* _Written request_: Please turn the lines below into a Markdown table with the columns "Row" and "Line", numbering each row and leaving out blank lines.

[Stored data entries]
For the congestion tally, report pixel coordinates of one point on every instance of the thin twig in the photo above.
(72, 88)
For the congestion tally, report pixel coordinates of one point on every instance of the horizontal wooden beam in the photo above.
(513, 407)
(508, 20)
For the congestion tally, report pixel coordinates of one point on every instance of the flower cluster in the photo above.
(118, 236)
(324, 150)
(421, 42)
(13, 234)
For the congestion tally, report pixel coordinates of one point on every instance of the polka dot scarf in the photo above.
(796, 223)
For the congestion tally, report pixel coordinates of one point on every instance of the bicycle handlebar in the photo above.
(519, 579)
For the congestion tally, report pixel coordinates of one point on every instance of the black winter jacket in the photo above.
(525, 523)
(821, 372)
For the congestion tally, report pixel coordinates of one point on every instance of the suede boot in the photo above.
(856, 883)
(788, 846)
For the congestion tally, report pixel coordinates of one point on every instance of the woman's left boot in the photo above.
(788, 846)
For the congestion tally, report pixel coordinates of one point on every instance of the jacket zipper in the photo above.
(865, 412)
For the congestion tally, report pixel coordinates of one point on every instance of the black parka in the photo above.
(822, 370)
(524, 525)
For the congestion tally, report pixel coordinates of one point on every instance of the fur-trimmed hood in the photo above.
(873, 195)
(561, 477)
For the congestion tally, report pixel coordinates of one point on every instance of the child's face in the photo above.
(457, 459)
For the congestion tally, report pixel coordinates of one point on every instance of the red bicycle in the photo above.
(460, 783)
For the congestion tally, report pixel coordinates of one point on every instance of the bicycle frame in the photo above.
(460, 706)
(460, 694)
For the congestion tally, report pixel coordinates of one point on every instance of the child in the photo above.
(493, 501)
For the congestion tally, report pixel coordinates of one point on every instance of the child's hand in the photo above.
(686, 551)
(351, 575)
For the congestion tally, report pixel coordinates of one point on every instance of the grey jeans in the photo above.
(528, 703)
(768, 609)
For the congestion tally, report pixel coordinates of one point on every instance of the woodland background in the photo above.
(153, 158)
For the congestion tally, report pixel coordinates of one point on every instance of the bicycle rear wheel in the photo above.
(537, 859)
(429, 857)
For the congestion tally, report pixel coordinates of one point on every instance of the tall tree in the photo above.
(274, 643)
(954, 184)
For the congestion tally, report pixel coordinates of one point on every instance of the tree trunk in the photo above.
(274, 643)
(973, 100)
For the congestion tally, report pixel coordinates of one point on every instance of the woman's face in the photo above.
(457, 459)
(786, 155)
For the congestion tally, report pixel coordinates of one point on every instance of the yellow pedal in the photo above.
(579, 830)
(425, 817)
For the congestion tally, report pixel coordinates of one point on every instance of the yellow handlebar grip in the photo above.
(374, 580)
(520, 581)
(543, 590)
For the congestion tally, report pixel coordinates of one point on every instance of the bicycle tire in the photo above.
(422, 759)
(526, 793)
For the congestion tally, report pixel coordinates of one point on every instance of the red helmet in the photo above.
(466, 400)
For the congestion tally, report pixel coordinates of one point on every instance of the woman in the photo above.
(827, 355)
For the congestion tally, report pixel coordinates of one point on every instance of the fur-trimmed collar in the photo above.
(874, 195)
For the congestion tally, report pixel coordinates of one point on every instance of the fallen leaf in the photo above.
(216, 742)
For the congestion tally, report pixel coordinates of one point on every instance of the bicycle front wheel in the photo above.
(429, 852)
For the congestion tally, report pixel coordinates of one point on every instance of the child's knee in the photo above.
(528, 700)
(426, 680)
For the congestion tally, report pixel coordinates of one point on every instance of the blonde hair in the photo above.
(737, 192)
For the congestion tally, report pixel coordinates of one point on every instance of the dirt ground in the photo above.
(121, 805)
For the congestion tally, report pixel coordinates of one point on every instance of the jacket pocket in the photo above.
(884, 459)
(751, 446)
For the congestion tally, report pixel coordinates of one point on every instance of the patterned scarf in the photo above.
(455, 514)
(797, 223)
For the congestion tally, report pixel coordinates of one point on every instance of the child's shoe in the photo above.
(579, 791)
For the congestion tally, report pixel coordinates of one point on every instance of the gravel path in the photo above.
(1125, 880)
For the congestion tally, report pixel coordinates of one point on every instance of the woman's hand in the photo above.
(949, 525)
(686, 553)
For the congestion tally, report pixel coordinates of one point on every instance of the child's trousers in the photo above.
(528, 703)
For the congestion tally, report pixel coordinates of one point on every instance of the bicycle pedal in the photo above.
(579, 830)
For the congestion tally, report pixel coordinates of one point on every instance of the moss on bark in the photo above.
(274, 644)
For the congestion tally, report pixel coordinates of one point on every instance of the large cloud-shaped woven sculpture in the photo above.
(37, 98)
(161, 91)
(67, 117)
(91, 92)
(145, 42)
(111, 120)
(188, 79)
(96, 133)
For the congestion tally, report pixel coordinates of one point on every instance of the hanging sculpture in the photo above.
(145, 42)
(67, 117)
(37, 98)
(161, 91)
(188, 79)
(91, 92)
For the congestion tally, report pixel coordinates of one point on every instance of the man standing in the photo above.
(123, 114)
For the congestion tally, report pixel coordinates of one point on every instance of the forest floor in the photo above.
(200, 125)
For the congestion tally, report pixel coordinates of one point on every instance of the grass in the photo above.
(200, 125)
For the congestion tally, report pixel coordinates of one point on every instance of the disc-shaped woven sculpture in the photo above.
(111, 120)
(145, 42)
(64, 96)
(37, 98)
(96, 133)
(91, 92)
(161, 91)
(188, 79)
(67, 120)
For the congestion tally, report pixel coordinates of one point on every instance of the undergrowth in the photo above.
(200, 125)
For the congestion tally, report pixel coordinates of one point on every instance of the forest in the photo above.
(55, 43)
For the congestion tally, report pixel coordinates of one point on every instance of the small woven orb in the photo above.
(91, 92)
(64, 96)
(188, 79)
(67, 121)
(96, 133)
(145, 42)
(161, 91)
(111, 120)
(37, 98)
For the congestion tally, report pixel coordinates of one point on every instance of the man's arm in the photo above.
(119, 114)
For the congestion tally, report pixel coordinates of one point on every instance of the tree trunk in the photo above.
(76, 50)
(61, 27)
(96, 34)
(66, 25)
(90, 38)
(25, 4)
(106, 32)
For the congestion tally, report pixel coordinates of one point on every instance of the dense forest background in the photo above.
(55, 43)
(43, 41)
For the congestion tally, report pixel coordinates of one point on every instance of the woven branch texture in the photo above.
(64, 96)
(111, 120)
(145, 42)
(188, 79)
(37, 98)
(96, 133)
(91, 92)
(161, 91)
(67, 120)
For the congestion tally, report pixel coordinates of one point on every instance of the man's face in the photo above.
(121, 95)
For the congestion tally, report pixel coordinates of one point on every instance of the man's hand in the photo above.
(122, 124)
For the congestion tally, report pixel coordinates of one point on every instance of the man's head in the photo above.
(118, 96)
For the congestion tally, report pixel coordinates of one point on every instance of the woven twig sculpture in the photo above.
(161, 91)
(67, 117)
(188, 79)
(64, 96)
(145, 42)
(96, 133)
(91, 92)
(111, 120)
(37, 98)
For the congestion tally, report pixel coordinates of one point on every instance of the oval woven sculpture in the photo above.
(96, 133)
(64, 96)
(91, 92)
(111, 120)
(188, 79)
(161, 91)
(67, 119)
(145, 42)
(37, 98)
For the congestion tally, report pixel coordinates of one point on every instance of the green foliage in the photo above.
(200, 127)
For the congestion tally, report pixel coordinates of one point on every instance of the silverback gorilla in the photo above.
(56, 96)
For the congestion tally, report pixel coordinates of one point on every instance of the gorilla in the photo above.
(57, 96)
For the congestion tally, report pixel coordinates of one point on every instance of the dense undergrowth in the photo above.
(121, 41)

* _Complete response_:
| Row | Line |
|---|---|
| 1 | For the congestion tally, report pixel coordinates of one point on every instance of the thin twig in the photo above. |
| 2 | (72, 88) |
| 3 | For the congestion tally, report pixel coordinates of one point on every instance of the horizontal wooden beam in the photo above. |
| 4 | (513, 407) |
| 5 | (508, 20) |
| 6 | For the congestion tally, report pixel coordinates of one point on every instance of the flower cluster in the photo above. |
| 7 | (118, 236) |
| 8 | (324, 150) |
| 9 | (421, 42) |
| 10 | (13, 234) |
| 11 | For the congestion tally, report pixel coordinates of one point on every instance of the polka dot scarf in the photo above. |
| 12 | (796, 223) |
| 13 | For the congestion tally, report pixel coordinates of one point on every instance of the bicycle handlebar in the photo above. |
| 14 | (519, 579) |
| 15 | For the congestion tally, report pixel coordinates of one point on every instance of the black winter jacket in the photo above. |
| 16 | (525, 523) |
| 17 | (821, 372) |
| 18 | For the congestion tally, report pixel coordinates of one point on every instance of the suede boot in the photo above. |
| 19 | (856, 883) |
| 20 | (788, 846) |
| 21 | For the congestion tally, report pixel coordinates of one point on every instance of the woman's left boot in the photo above. |
| 22 | (788, 846) |
| 23 | For the congestion tally, report pixel coordinates of one point on every instance of the jacket zipper in the photo above. |
| 24 | (865, 412) |
| 25 | For the congestion tally, report pixel coordinates of one point on every instance of the black parka in the photo above. |
| 26 | (822, 370) |
| 27 | (524, 525) |
| 28 | For the congestion tally, report pixel coordinates of one point on every instance of the fur-trimmed hood in the photo above. |
| 29 | (873, 195) |
| 30 | (561, 477) |
| 31 | For the congestion tally, report pixel coordinates of one point on every instance of the child's face in the photo above. |
| 32 | (457, 459) |
| 33 | For the congestion tally, report pixel coordinates of one point on every instance of the red bicycle in the photo above. |
| 34 | (460, 783) |
| 35 | For the congestion tally, report pixel coordinates of one point on every instance of the bicycle frame in the photo above. |
| 36 | (460, 706) |
| 37 | (460, 694) |
| 38 | For the congestion tally, report pixel coordinates of one point on every instance of the child in the photo above. |
| 39 | (493, 501) |
| 40 | For the congestion tally, report pixel coordinates of one point on every instance of the child's hand in the photo above. |
| 41 | (686, 551) |
| 42 | (351, 575) |
| 43 | For the congestion tally, report pixel coordinates of one point on every instance of the grey jeans in the photo above. |
| 44 | (528, 703) |
| 45 | (768, 609) |
| 46 | For the congestion tally, report pixel coordinates of one point on every instance of the woodland background in the photo above. |
| 47 | (153, 158) |
| 48 | For the congestion tally, report pixel coordinates of one point on every instance of the bicycle rear wheel in the photo above. |
| 49 | (537, 859) |
| 50 | (429, 857) |
| 51 | For the congestion tally, report pixel coordinates of one point on every instance of the tall tree in the photo above. |
| 52 | (274, 643) |
| 53 | (954, 184) |
| 54 | For the congestion tally, report pixel coordinates of one point on every instance of the tree trunk in the photo above. |
| 55 | (274, 643) |
| 56 | (973, 100) |
| 57 | For the congestion tally, report pixel coordinates of one point on every instance of the woman's face in the photo above. |
| 58 | (457, 459) |
| 59 | (786, 155) |
| 60 | For the congestion tally, report pixel coordinates of one point on every instance of the yellow pedal in the photo above. |
| 61 | (579, 830) |
| 62 | (425, 817) |
| 63 | For the congestion tally, report pixel coordinates of one point on every instance of the yellow handlebar grip in the photo above. |
| 64 | (374, 580) |
| 65 | (520, 581) |
| 66 | (543, 590) |
| 67 | For the congestion tally, report pixel coordinates of one point on every instance of the bicycle tire in the photo above. |
| 68 | (422, 759) |
| 69 | (526, 793) |
| 70 | For the congestion tally, report pixel coordinates of one point on every instance of the red helmet in the photo above. |
| 71 | (466, 400) |
| 72 | For the congestion tally, report pixel coordinates of one point on every instance of the woman in the photo above. |
| 73 | (827, 355) |
| 74 | For the congestion tally, report pixel coordinates of one point on every instance of the fur-trimmed collar in the photo above. |
| 75 | (874, 195) |
| 76 | For the congestion tally, report pixel coordinates of one point on every instance of the fallen leaf in the photo above. |
| 77 | (216, 742) |
| 78 | For the congestion tally, report pixel coordinates of one point on every instance of the bicycle front wheel in the photo above. |
| 79 | (429, 852) |
| 80 | For the congestion tally, report pixel coordinates of one point on every instance of the child's knee in the photo above. |
| 81 | (528, 700) |
| 82 | (426, 680) |
| 83 | For the congestion tally, report pixel coordinates of one point on every instance of the blonde hair in the photo above. |
| 84 | (737, 192) |
| 85 | For the congestion tally, report pixel coordinates of one point on every instance of the dirt ground in the photo above. |
| 86 | (121, 805) |
| 87 | For the congestion tally, report pixel coordinates of one point on every instance of the jacket pocket in the photo above. |
| 88 | (884, 459) |
| 89 | (751, 446) |
| 90 | For the congestion tally, report pixel coordinates of one point on every instance of the patterned scarf in the photo above. |
| 91 | (455, 514) |
| 92 | (797, 223) |
| 93 | For the congestion tally, report pixel coordinates of one point on every instance of the child's shoe in the photo above. |
| 94 | (579, 791) |
| 95 | For the congestion tally, report pixel coordinates of one point on every instance of the gravel path in the photo above. |
| 96 | (1125, 880) |
| 97 | For the congestion tally, report pixel coordinates of one point on every instance of the woman's hand in the photo above. |
| 98 | (949, 525) |
| 99 | (686, 553) |
| 100 | For the congestion tally, report pixel coordinates of one point on every instance of the child's trousers in the photo above. |
| 101 | (528, 703) |
| 102 | For the congestion tally, report pixel coordinates of one point on every instance of the bicycle pedal in the photo above. |
| 103 | (579, 830) |
| 104 | For the congestion tally, report pixel coordinates of one point on every instance of the moss on bark in the photo above. |
| 105 | (274, 644) |
| 106 | For the congestion tally, report pixel coordinates of one point on every instance of the large cloud-shaped woven sculpture in the photo above. |
| 107 | (37, 98) |
| 108 | (161, 91) |
| 109 | (67, 117) |
| 110 | (91, 92) |
| 111 | (145, 42) |
| 112 | (111, 120) |
| 113 | (188, 79) |
| 114 | (96, 133) |
| 115 | For the congestion tally, report pixel coordinates of one point on every instance of the hanging sculpture in the photo above. |
| 116 | (145, 42) |
| 117 | (67, 117) |
| 118 | (37, 98) |
| 119 | (161, 91) |
| 120 | (188, 79) |
| 121 | (91, 92) |
| 122 | For the congestion tally, report pixel coordinates of one point on every instance of the man standing in the photo above. |
| 123 | (123, 114) |
| 124 | For the congestion tally, report pixel coordinates of one point on every instance of the forest floor in the photo above. |
| 125 | (200, 125) |
| 126 | For the congestion tally, report pixel coordinates of one point on every instance of the grass in the photo above. |
| 127 | (200, 125) |
| 128 | For the congestion tally, report pixel coordinates of one point on every instance of the disc-shaped woven sculpture in the photo above. |
| 129 | (111, 120) |
| 130 | (145, 42) |
| 131 | (64, 96) |
| 132 | (37, 98) |
| 133 | (96, 133) |
| 134 | (91, 92) |
| 135 | (161, 91) |
| 136 | (188, 79) |
| 137 | (67, 120) |
| 138 | For the congestion tally, report pixel coordinates of one point on every instance of the undergrowth in the photo above. |
| 139 | (200, 125) |
| 140 | For the congestion tally, report pixel coordinates of one point on every instance of the forest in the photo above. |
| 141 | (55, 43) |
| 142 | For the congestion tally, report pixel coordinates of one point on every instance of the small woven orb in the photo above. |
| 143 | (91, 92) |
| 144 | (64, 96) |
| 145 | (188, 79) |
| 146 | (67, 121) |
| 147 | (96, 133) |
| 148 | (145, 42) |
| 149 | (161, 91) |
| 150 | (111, 120) |
| 151 | (37, 98) |
| 152 | For the congestion tally, report pixel coordinates of one point on every instance of the man's arm in the photo above. |
| 153 | (119, 114) |
| 154 | For the congestion tally, report pixel coordinates of one point on every instance of the tree trunk in the photo above. |
| 155 | (76, 50) |
| 156 | (61, 27) |
| 157 | (96, 34) |
| 158 | (66, 25) |
| 159 | (90, 38) |
| 160 | (25, 4) |
| 161 | (106, 32) |
| 162 | For the congestion tally, report pixel coordinates of one point on every instance of the dense forest background in the photo above. |
| 163 | (55, 43) |
| 164 | (43, 41) |
| 165 | For the congestion tally, report pixel coordinates of one point on every instance of the woven branch texture in the photo above. |
| 166 | (64, 96) |
| 167 | (111, 120) |
| 168 | (145, 42) |
| 169 | (188, 79) |
| 170 | (37, 98) |
| 171 | (96, 133) |
| 172 | (91, 92) |
| 173 | (161, 91) |
| 174 | (67, 120) |
| 175 | For the congestion tally, report pixel coordinates of one point on every instance of the man's face in the photo above. |
| 176 | (121, 95) |
| 177 | For the congestion tally, report pixel coordinates of one point on every instance of the man's hand in the photo above. |
| 178 | (122, 124) |
| 179 | For the congestion tally, report pixel coordinates of one point on every instance of the man's head in the photo above. |
| 180 | (118, 96) |
| 181 | For the congestion tally, report pixel coordinates of one point on every instance of the woven twig sculpture in the photo above. |
| 182 | (161, 91) |
| 183 | (67, 117) |
| 184 | (188, 79) |
| 185 | (64, 96) |
| 186 | (145, 42) |
| 187 | (96, 133) |
| 188 | (91, 92) |
| 189 | (111, 120) |
| 190 | (37, 98) |
| 191 | For the congestion tally, report pixel coordinates of one point on every instance of the oval woven sculpture in the photo above. |
| 192 | (96, 133) |
| 193 | (64, 96) |
| 194 | (91, 92) |
| 195 | (111, 120) |
| 196 | (188, 79) |
| 197 | (161, 91) |
| 198 | (67, 119) |
| 199 | (145, 42) |
| 200 | (37, 98) |
| 201 | For the congestion tally, report pixel coordinates of one point on every instance of the green foliage in the photo above. |
| 202 | (200, 127) |
| 203 | For the congestion tally, report pixel coordinates of one point on every instance of the silverback gorilla in the photo above. |
| 204 | (56, 96) |
| 205 | For the congestion tally, report pixel coordinates of one point on every instance of the gorilla in the photo above. |
| 206 | (57, 96) |
| 207 | For the congestion tally, report pixel coordinates of one point on every instance of the dense undergrowth in the photo above. |
| 208 | (121, 41) |